— begin —

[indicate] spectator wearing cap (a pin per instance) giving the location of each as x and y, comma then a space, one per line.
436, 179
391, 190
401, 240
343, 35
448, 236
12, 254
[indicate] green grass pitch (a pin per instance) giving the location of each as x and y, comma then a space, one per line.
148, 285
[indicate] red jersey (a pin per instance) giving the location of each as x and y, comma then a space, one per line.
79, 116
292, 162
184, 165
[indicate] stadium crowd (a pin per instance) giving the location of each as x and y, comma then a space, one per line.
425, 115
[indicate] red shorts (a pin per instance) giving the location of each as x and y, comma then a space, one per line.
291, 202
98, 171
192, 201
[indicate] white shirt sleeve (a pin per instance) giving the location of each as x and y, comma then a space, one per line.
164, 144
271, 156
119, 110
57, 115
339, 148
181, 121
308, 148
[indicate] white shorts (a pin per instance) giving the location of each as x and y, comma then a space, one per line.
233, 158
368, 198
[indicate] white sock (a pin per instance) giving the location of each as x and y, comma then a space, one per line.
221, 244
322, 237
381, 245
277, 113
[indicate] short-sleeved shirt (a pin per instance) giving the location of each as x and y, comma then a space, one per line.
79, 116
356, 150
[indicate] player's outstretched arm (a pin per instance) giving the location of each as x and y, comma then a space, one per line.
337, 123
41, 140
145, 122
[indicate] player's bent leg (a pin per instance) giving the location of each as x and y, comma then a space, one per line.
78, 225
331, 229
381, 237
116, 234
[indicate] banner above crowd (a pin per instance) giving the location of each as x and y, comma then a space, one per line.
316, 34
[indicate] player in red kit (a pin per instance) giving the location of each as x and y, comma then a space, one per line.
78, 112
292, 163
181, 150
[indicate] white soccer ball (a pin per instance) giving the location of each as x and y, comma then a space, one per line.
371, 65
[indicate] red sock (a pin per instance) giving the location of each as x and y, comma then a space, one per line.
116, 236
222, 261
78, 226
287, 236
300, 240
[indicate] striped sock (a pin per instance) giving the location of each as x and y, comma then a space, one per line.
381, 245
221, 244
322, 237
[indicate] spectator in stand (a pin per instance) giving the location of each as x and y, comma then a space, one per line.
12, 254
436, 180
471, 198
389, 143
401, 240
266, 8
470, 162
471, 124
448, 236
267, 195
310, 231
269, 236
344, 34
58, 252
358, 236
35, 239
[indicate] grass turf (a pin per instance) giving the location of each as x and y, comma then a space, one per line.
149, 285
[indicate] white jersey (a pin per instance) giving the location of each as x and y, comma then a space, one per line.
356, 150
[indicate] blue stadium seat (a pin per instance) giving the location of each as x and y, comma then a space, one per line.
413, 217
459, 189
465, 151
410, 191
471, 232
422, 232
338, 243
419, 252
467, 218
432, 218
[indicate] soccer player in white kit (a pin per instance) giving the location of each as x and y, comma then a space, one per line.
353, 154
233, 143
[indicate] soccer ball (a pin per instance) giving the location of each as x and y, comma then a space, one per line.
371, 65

— end —
— begin —

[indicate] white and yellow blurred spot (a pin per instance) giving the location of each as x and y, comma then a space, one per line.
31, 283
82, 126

— end —
— begin —

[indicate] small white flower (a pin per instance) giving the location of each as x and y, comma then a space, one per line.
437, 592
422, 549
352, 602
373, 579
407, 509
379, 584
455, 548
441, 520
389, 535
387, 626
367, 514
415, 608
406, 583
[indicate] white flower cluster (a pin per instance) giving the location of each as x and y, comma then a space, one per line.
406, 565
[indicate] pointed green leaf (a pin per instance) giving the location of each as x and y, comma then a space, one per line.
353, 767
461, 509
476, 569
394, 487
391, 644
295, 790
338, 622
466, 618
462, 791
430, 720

— end —

- YOUR TASK: From the data above, extract every line that contains the string "shirt" and copy each one in full. Case counts.

- THE RESULT:
[indicate] white shirt sleeve (a pin per instance) giving the location of each as x and y, comma then a space, one per line.
[indicate] short-sleeved shirt (a pin per instance) giving the location of each as x and y, comma then a space, one per line.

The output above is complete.